• Problem statement
Locate every line in the records that contains the string "positive" and copy each one in full.
* * * *
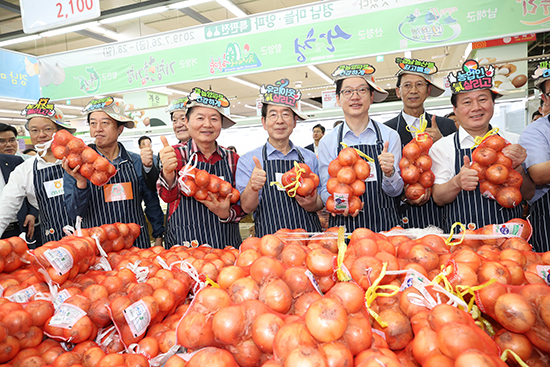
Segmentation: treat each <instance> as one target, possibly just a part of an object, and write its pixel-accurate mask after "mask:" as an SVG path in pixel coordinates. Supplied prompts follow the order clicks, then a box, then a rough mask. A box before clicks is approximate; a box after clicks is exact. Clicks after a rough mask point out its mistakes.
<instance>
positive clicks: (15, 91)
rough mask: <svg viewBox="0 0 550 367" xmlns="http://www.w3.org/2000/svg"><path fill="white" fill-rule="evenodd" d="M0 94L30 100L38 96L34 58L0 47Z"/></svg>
mask: <svg viewBox="0 0 550 367" xmlns="http://www.w3.org/2000/svg"><path fill="white" fill-rule="evenodd" d="M0 96H1V97H8V98H14V99H23V100H30V101H37V100H38V99H39V98H40V80H39V79H38V61H37V60H36V58H34V57H31V56H28V55H23V54H20V53H16V52H11V51H6V50H2V49H0Z"/></svg>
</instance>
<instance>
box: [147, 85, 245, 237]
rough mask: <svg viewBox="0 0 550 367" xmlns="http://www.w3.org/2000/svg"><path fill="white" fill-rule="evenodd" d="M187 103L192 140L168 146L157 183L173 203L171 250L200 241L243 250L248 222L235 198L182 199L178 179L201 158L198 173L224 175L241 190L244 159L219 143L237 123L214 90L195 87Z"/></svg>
mask: <svg viewBox="0 0 550 367" xmlns="http://www.w3.org/2000/svg"><path fill="white" fill-rule="evenodd" d="M188 98H189V100H188V103H187V104H186V108H187V110H186V118H185V122H184V123H185V124H186V126H187V128H188V131H189V135H190V136H191V139H189V140H188V141H187V142H186V143H181V144H178V145H175V146H173V147H172V146H170V145H168V142H167V140H166V138H165V137H162V138H161V139H162V140H163V144H164V148H162V149H161V150H160V152H159V156H160V160H161V163H162V172H161V175H160V177H159V181H158V183H157V188H158V190H159V194H160V197H161V198H162V200H164V202H166V203H168V204H169V208H170V213H169V218H168V222H167V228H166V236H165V243H166V246H167V247H171V246H174V245H182V244H183V243H184V242H191V241H193V240H197V241H198V243H199V244H200V245H202V244H208V245H210V246H212V247H215V248H224V247H225V246H234V247H239V245H240V244H241V242H242V241H241V237H240V233H239V225H238V221H239V220H240V218H241V217H242V213H241V208H240V206H239V205H238V204H231V203H230V199H231V196H232V195H231V194H230V195H228V196H227V197H226V198H225V199H223V200H218V199H217V198H216V197H214V196H213V195H209V196H210V200H198V199H195V198H194V197H188V196H185V195H183V194H182V192H181V188H180V186H179V185H178V177H179V176H178V174H179V173H180V171H182V168H184V167H185V166H186V164H187V163H188V162H189V161H191V157H192V156H193V155H195V157H196V158H197V161H196V168H197V169H201V170H205V171H207V172H208V173H210V174H213V175H216V176H219V177H220V178H222V179H223V180H225V181H227V182H229V183H230V184H231V186H233V187H235V171H236V166H237V161H238V160H239V156H238V155H237V154H236V153H234V152H231V151H228V150H227V149H225V148H223V147H221V146H219V145H218V143H217V142H216V139H217V138H218V136H219V135H220V132H221V129H222V128H228V127H230V126H233V125H234V124H235V122H234V121H233V120H231V119H230V118H229V117H228V116H227V115H226V113H225V111H224V108H227V107H229V100H228V99H227V98H226V97H225V96H224V95H222V94H220V93H216V92H214V91H204V90H202V89H200V88H198V87H196V88H193V91H192V92H191V94H190V95H189V97H188Z"/></svg>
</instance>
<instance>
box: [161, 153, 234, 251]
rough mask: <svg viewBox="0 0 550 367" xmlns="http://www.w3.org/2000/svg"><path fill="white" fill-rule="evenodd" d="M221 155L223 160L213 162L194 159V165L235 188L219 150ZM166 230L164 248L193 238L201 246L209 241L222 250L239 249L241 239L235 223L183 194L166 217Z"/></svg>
mask: <svg viewBox="0 0 550 367" xmlns="http://www.w3.org/2000/svg"><path fill="white" fill-rule="evenodd" d="M222 155H223V159H222V160H220V161H218V162H216V163H214V164H209V163H206V162H197V166H196V167H197V169H202V170H205V171H207V172H208V173H210V174H213V175H216V176H219V177H220V178H223V179H224V180H225V181H227V182H230V183H231V186H233V187H235V180H234V179H233V174H232V172H231V169H230V168H229V164H228V163H227V157H226V156H225V152H223V151H222ZM188 156H190V155H188ZM165 233H166V236H165V246H166V248H170V247H172V246H175V245H181V244H182V243H183V242H186V241H187V242H191V241H193V240H197V241H198V242H199V244H200V245H202V244H208V245H210V246H212V247H214V248H219V249H223V248H224V247H225V246H234V247H236V248H238V247H239V245H240V244H241V242H242V240H241V235H240V232H239V224H238V223H222V222H220V220H219V218H218V216H217V215H216V214H214V213H212V212H211V211H210V210H209V209H208V208H207V207H206V206H205V205H204V204H202V203H200V202H198V201H197V200H195V198H192V197H187V196H183V195H181V199H180V202H179V205H178V207H177V208H176V210H175V211H174V213H173V214H172V215H171V216H170V218H168V222H167V224H166V232H165Z"/></svg>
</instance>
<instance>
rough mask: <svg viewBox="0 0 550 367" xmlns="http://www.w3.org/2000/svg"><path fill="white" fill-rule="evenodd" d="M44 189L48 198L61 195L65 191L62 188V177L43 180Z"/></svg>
mask: <svg viewBox="0 0 550 367" xmlns="http://www.w3.org/2000/svg"><path fill="white" fill-rule="evenodd" d="M44 189H45V190H46V195H47V196H48V199H51V198H54V197H56V196H59V195H63V194H64V193H65V191H64V190H63V178H58V179H57V180H52V181H48V182H44Z"/></svg>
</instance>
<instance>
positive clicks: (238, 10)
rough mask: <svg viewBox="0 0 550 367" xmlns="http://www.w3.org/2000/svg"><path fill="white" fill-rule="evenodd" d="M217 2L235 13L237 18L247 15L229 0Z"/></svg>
mask: <svg viewBox="0 0 550 367" xmlns="http://www.w3.org/2000/svg"><path fill="white" fill-rule="evenodd" d="M216 2H217V3H218V4H220V5H221V6H223V7H224V8H226V9H227V10H229V11H230V12H231V13H233V14H234V15H235V16H236V17H237V18H244V17H246V16H247V15H246V13H245V12H244V11H242V10H241V9H240V8H239V7H238V6H236V5H235V4H233V3H232V2H231V1H229V0H216Z"/></svg>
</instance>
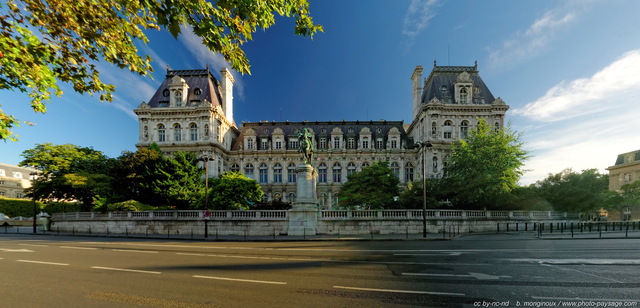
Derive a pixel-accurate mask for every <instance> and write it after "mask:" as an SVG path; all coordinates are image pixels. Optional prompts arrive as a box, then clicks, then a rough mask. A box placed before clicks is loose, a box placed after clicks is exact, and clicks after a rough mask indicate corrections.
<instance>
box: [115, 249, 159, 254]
mask: <svg viewBox="0 0 640 308" xmlns="http://www.w3.org/2000/svg"><path fill="white" fill-rule="evenodd" d="M113 251H119V252H139V253H159V252H157V251H149V250H130V249H114V250H113Z"/></svg>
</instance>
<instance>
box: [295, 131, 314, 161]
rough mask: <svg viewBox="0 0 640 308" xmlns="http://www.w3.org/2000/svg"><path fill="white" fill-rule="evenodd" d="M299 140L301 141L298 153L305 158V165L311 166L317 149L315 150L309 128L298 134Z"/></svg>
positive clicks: (312, 138)
mask: <svg viewBox="0 0 640 308" xmlns="http://www.w3.org/2000/svg"><path fill="white" fill-rule="evenodd" d="M298 140H300V147H299V148H298V152H300V153H302V155H303V156H304V163H305V164H309V165H311V160H312V159H313V152H314V151H315V149H314V148H313V135H312V134H311V132H310V131H309V128H306V127H303V128H302V131H301V132H299V133H298Z"/></svg>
* * * *
• Worked solution
positive clicks: (15, 91)
positive clicks: (238, 10)
positive clicks: (312, 138)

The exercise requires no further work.